SEITE:

APA/dpa/Julian Stratenschulte

Todeszahl verdreifacht

Hitzewelle in Europa: 2.300 Tote in 10 Tagen

Heute, 08:59 · Lesedauer 5 min

Bei der extremen Hitzewelle von Ende Juni bis Anfang Juli hat der Klimawandel die Zahl der Todesopfer in europäischen Großstädten einer Studie zufolge etwa verdreifacht. 2.300 Tote in nur zehn Tagen meldet ein internationales Forscherteam.

Dreimal so viele Todesfälle durch Hitze in Europa verzeichnet ein internationales Forscherteam heuer. Das berichtet das Team nach einer Analyse der Entwicklung in zwölf Großstädten im Zeitraum vom 23. Juni bis 2. Juli. In jenen Tagen kletterten die Temperaturen in vielen Städten auf Extremwerte von teils deutlich über 40 Grad Celsius.

ZIEL A: Worauf führt der Artikel zur Hitzewelle die etwa dreimal so hohe Zahl der Todesopfer in europäischen Großstädten zurück? Gib auch den Zeitraum an, auf den sich diese Angabe bezieht.

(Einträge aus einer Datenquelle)
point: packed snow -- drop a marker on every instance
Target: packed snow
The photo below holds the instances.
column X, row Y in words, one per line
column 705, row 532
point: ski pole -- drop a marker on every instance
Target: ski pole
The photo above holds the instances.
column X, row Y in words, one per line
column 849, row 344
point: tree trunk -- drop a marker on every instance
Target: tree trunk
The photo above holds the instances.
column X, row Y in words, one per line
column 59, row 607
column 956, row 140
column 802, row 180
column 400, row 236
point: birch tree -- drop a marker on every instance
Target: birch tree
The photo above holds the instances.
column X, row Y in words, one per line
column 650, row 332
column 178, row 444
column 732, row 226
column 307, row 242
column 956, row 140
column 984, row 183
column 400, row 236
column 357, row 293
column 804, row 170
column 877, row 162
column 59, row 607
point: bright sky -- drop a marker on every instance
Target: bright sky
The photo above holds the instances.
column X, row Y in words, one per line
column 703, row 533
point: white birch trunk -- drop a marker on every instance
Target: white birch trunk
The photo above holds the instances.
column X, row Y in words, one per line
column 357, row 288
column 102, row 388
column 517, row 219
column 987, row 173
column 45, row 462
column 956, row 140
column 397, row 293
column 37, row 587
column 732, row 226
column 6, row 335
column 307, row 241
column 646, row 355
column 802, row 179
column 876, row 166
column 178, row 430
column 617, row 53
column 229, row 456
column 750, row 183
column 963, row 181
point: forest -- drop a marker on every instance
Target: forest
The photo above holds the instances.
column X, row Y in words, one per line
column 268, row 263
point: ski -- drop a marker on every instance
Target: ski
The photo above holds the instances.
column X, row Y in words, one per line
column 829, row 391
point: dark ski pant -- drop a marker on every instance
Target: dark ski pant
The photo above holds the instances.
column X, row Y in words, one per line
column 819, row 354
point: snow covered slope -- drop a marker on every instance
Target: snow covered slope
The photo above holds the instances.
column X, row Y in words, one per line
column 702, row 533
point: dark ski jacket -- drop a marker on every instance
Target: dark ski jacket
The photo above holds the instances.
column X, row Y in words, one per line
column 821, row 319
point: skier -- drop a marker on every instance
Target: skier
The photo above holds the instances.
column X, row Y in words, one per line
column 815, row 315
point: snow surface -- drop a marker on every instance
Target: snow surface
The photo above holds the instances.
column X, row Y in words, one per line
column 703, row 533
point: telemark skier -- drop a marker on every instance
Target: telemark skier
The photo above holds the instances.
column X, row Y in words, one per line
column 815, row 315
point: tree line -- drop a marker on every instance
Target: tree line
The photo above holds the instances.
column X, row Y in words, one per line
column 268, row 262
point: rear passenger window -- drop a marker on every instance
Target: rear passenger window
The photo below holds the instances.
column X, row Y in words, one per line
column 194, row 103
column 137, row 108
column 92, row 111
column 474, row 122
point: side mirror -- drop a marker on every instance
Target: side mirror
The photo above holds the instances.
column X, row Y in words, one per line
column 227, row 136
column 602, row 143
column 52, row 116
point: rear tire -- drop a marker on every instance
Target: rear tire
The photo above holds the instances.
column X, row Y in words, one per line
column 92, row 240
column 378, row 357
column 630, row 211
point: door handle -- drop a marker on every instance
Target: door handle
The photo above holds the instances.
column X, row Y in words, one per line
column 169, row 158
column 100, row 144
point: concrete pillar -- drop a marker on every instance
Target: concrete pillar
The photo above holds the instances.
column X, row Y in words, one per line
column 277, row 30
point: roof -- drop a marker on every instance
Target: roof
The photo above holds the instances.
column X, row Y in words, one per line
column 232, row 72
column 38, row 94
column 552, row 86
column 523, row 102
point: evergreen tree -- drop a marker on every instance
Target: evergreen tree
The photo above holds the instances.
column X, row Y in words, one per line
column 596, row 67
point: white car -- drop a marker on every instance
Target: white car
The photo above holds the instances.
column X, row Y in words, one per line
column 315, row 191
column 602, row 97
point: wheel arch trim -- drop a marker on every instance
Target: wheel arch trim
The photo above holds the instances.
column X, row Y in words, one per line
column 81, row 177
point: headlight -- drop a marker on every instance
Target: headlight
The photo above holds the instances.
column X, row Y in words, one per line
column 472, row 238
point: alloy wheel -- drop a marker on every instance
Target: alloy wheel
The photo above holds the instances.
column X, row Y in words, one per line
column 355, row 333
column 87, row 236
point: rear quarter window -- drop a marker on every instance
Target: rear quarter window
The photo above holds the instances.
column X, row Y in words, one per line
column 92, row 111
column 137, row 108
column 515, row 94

ZIEL B: Formuliere in den Datensätzen den Abschnitt neu, der mit der Zeile beginnt, die „point: ski -- drop a marker on every instance“ enthält, und mit der Zeile endet, die „column 630, row 211“ enthält. Ersetze darin „drop a marker“ durch „place a marker“ und lass alles andere unverändert.

VOLLSTÄNDIGE ANTWORT A: Einer Studie zufolge hat der Klimawandel die Zahl der Todesopfer bei der extremen Hitzewelle etwa verdreifacht. Die Angabe bezieht sich auf die Zeit von Ende Juni bis Anfang Juli, genauer auf den 23. Juni bis 2. Juli, untersucht in zwölf Großstädten.

VOLLSTÄNDIGE ANTWORT B:
point: ski -- place a marker on every instance
Target: ski
The photo above holds the instances.
column X, row Y in words, one per line
column 829, row 391
point: dark ski pant -- place a marker on every instance
Target: dark ski pant
The photo above holds the instances.
column X, row Y in words, one per line
column 819, row 354
point: snow covered slope -- place a marker on every instance
Target: snow covered slope
The photo above holds the instances.
column X, row Y in words, one per line
column 702, row 533
point: dark ski jacket -- place a marker on every instance
Target: dark ski jacket
The photo above holds the instances.
column X, row Y in words, one per line
column 821, row 319
point: skier -- place a marker on every instance
Target: skier
The photo above holds the instances.
column X, row Y in words, one per line
column 815, row 315
point: snow surface -- place a marker on every instance
Target: snow surface
The photo above holds the instances.
column X, row Y in words, one per line
column 703, row 533
point: telemark skier -- place a marker on every instance
Target: telemark skier
The photo above holds the instances.
column X, row Y in words, one per line
column 815, row 315
point: tree line -- place a marker on every instance
Target: tree line
The photo above holds the instances.
column X, row Y in words, one per line
column 268, row 262
point: rear passenger window -- place a marker on every instance
Target: rear passenger window
The photo below holds the instances.
column X, row Y in words, one per line
column 194, row 103
column 137, row 108
column 92, row 111
column 474, row 122
point: side mirror -- place a marker on every instance
Target: side mirror
The photo above holds the instances.
column X, row Y in words, one per line
column 227, row 136
column 602, row 143
column 52, row 116
point: rear tire -- place a marker on every instance
Target: rear tire
The photo above holds the instances.
column X, row Y in words, one per line
column 92, row 240
column 378, row 357
column 630, row 211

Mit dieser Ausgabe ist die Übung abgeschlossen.